- _What to produce_:
Copy the line containing "QA task: the asset above is tagged with steel", then all lines after it up to and including the final line of the material, exactly and without additions.

- _Information given_:
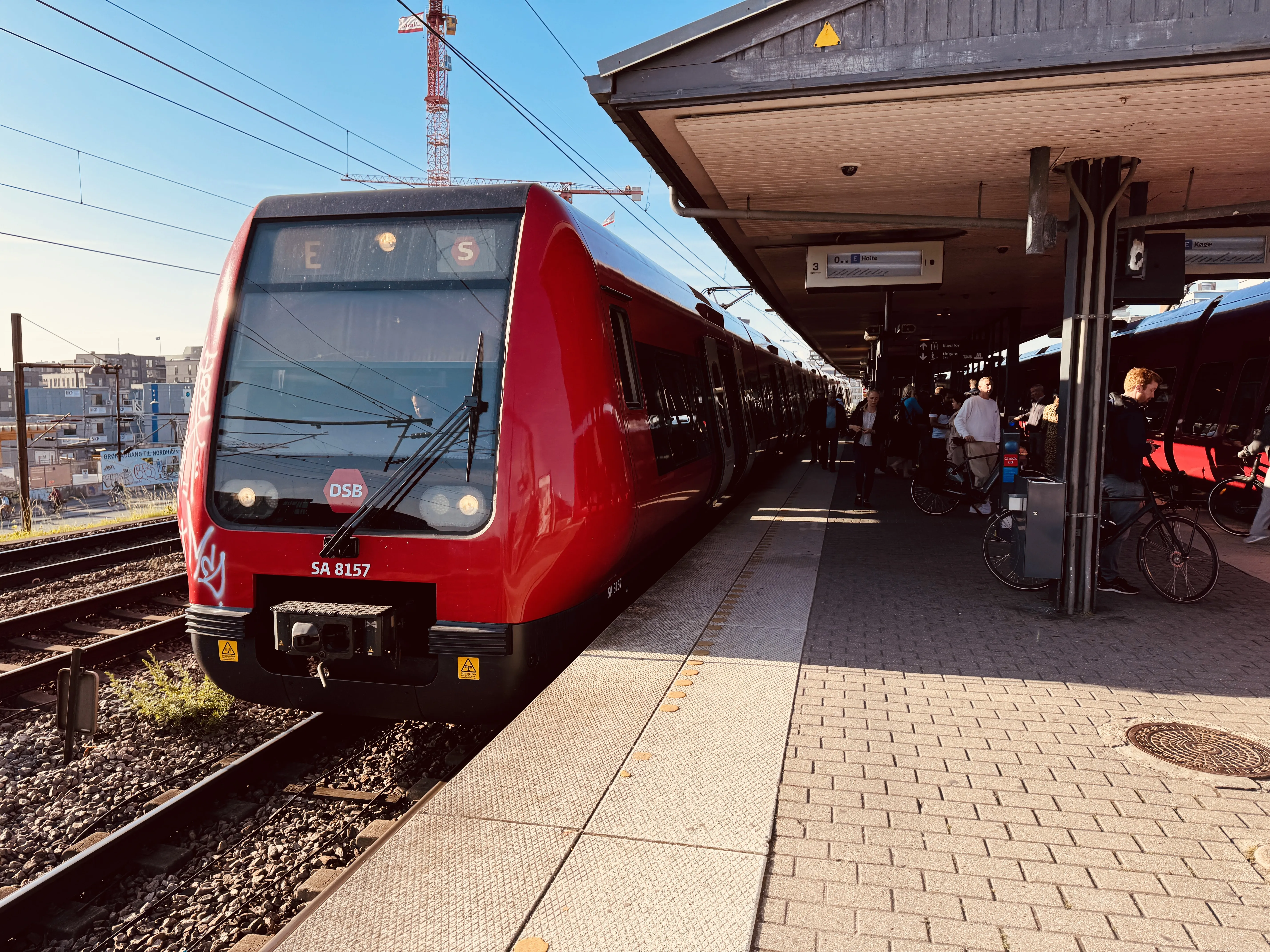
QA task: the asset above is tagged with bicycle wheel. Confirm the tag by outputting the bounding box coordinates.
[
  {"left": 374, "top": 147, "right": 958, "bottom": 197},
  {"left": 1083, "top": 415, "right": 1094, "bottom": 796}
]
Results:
[
  {"left": 1208, "top": 476, "right": 1261, "bottom": 536},
  {"left": 1138, "top": 515, "right": 1220, "bottom": 602},
  {"left": 908, "top": 466, "right": 965, "bottom": 515},
  {"left": 983, "top": 512, "right": 1049, "bottom": 592}
]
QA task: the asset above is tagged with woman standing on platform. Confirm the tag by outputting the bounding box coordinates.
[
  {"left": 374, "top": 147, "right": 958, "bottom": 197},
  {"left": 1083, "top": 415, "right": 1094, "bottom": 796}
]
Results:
[
  {"left": 847, "top": 388, "right": 886, "bottom": 506},
  {"left": 1040, "top": 397, "right": 1058, "bottom": 476}
]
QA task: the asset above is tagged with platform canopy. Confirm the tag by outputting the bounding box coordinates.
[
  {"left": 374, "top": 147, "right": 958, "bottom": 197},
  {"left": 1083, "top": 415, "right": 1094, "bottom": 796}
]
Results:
[{"left": 588, "top": 0, "right": 1270, "bottom": 371}]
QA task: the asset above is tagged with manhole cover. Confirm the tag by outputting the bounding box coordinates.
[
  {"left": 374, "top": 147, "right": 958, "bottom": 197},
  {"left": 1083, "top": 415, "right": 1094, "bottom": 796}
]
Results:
[{"left": 1128, "top": 724, "right": 1270, "bottom": 777}]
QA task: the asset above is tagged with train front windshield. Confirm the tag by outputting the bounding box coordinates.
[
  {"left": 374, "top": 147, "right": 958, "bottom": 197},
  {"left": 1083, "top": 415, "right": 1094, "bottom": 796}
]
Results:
[{"left": 211, "top": 214, "right": 519, "bottom": 533}]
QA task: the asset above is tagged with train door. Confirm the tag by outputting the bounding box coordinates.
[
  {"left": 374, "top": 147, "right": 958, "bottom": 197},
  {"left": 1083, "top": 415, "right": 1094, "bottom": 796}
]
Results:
[
  {"left": 701, "top": 334, "right": 737, "bottom": 501},
  {"left": 719, "top": 344, "right": 754, "bottom": 482}
]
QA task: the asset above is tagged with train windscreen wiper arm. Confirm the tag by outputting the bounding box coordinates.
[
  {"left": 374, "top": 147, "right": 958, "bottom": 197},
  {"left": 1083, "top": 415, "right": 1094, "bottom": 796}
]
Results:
[{"left": 318, "top": 333, "right": 489, "bottom": 558}]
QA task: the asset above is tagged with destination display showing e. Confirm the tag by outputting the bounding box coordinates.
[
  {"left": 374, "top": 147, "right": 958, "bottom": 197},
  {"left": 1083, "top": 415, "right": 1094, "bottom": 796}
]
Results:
[
  {"left": 245, "top": 216, "right": 517, "bottom": 292},
  {"left": 806, "top": 241, "right": 944, "bottom": 291}
]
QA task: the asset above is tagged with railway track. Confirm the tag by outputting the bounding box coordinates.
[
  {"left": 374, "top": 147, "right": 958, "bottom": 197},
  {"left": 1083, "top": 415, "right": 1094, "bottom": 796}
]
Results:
[
  {"left": 0, "top": 518, "right": 177, "bottom": 569},
  {"left": 0, "top": 715, "right": 480, "bottom": 951},
  {"left": 0, "top": 572, "right": 187, "bottom": 698}
]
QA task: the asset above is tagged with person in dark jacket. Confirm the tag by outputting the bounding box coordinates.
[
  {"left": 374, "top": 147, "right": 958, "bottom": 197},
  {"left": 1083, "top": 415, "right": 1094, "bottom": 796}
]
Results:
[
  {"left": 1240, "top": 405, "right": 1270, "bottom": 546},
  {"left": 803, "top": 397, "right": 829, "bottom": 465},
  {"left": 819, "top": 394, "right": 847, "bottom": 472},
  {"left": 847, "top": 388, "right": 888, "bottom": 506},
  {"left": 1099, "top": 367, "right": 1161, "bottom": 595}
]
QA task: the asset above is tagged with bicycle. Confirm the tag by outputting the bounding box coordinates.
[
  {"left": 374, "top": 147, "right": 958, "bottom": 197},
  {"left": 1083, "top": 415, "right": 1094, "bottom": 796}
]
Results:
[
  {"left": 983, "top": 462, "right": 1220, "bottom": 602},
  {"left": 1208, "top": 453, "right": 1266, "bottom": 536},
  {"left": 908, "top": 444, "right": 1045, "bottom": 515}
]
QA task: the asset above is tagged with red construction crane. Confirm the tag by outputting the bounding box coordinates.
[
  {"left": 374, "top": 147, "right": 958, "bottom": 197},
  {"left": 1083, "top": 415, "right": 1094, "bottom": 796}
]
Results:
[
  {"left": 386, "top": 11, "right": 644, "bottom": 202},
  {"left": 398, "top": 0, "right": 458, "bottom": 185}
]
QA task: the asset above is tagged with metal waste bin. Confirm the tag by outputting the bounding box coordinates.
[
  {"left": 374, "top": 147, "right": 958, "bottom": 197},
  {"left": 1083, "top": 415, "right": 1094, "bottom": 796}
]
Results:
[{"left": 1007, "top": 476, "right": 1067, "bottom": 579}]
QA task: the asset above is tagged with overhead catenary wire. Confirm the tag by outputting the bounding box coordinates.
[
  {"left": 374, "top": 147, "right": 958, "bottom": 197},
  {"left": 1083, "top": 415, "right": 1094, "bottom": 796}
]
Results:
[
  {"left": 105, "top": 0, "right": 426, "bottom": 178},
  {"left": 0, "top": 182, "right": 234, "bottom": 241},
  {"left": 36, "top": 0, "right": 408, "bottom": 185},
  {"left": 22, "top": 315, "right": 89, "bottom": 354},
  {"left": 396, "top": 0, "right": 792, "bottom": 343},
  {"left": 396, "top": 0, "right": 723, "bottom": 293},
  {"left": 0, "top": 122, "right": 251, "bottom": 208},
  {"left": 0, "top": 231, "right": 221, "bottom": 275},
  {"left": 0, "top": 27, "right": 373, "bottom": 188},
  {"left": 520, "top": 0, "right": 587, "bottom": 77}
]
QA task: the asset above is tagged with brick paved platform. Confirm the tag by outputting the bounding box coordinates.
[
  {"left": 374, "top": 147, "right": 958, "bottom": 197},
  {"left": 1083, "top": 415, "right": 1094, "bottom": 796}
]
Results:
[{"left": 754, "top": 465, "right": 1270, "bottom": 952}]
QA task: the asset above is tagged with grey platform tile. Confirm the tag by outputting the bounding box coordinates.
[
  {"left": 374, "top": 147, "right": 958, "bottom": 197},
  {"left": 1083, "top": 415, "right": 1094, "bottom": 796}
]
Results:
[
  {"left": 587, "top": 655, "right": 803, "bottom": 857},
  {"left": 428, "top": 655, "right": 692, "bottom": 829},
  {"left": 282, "top": 814, "right": 574, "bottom": 952},
  {"left": 521, "top": 834, "right": 767, "bottom": 952}
]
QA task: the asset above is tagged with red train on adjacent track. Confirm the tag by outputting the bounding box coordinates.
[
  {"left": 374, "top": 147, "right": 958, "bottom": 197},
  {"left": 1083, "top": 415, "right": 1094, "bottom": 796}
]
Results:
[
  {"left": 1021, "top": 283, "right": 1270, "bottom": 480},
  {"left": 179, "top": 185, "right": 824, "bottom": 721}
]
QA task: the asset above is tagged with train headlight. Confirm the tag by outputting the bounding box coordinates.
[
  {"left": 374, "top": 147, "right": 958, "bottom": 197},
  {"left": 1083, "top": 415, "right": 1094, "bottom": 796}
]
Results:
[
  {"left": 216, "top": 480, "right": 278, "bottom": 522},
  {"left": 419, "top": 484, "right": 489, "bottom": 531}
]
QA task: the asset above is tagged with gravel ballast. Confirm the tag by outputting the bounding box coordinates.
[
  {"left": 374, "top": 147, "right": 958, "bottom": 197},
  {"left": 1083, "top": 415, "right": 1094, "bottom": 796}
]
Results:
[
  {"left": 15, "top": 722, "right": 499, "bottom": 952},
  {"left": 0, "top": 655, "right": 303, "bottom": 886},
  {"left": 0, "top": 552, "right": 185, "bottom": 618}
]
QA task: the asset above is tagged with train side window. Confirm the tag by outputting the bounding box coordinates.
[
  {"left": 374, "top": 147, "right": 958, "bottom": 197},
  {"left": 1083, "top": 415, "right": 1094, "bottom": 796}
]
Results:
[
  {"left": 1147, "top": 367, "right": 1177, "bottom": 438},
  {"left": 1224, "top": 357, "right": 1266, "bottom": 443},
  {"left": 635, "top": 344, "right": 711, "bottom": 475},
  {"left": 1181, "top": 362, "right": 1234, "bottom": 438},
  {"left": 608, "top": 306, "right": 644, "bottom": 408}
]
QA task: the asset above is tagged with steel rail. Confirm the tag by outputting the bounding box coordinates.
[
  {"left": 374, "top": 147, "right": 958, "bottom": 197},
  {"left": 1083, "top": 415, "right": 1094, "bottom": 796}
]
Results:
[
  {"left": 0, "top": 713, "right": 333, "bottom": 941},
  {"left": 0, "top": 536, "right": 180, "bottom": 588},
  {"left": 0, "top": 614, "right": 185, "bottom": 698},
  {"left": 0, "top": 518, "right": 177, "bottom": 566},
  {"left": 0, "top": 572, "right": 187, "bottom": 640}
]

- _Finished exercise_:
QA task: the asset above is tagged with steel rail. Confirm the tag by outputting the bounding box coordinates.
[
  {"left": 374, "top": 147, "right": 958, "bottom": 197},
  {"left": 1083, "top": 415, "right": 1094, "bottom": 796}
]
Results:
[
  {"left": 0, "top": 713, "right": 333, "bottom": 941},
  {"left": 0, "top": 536, "right": 180, "bottom": 588},
  {"left": 0, "top": 614, "right": 185, "bottom": 698},
  {"left": 0, "top": 518, "right": 177, "bottom": 566},
  {"left": 0, "top": 572, "right": 187, "bottom": 640}
]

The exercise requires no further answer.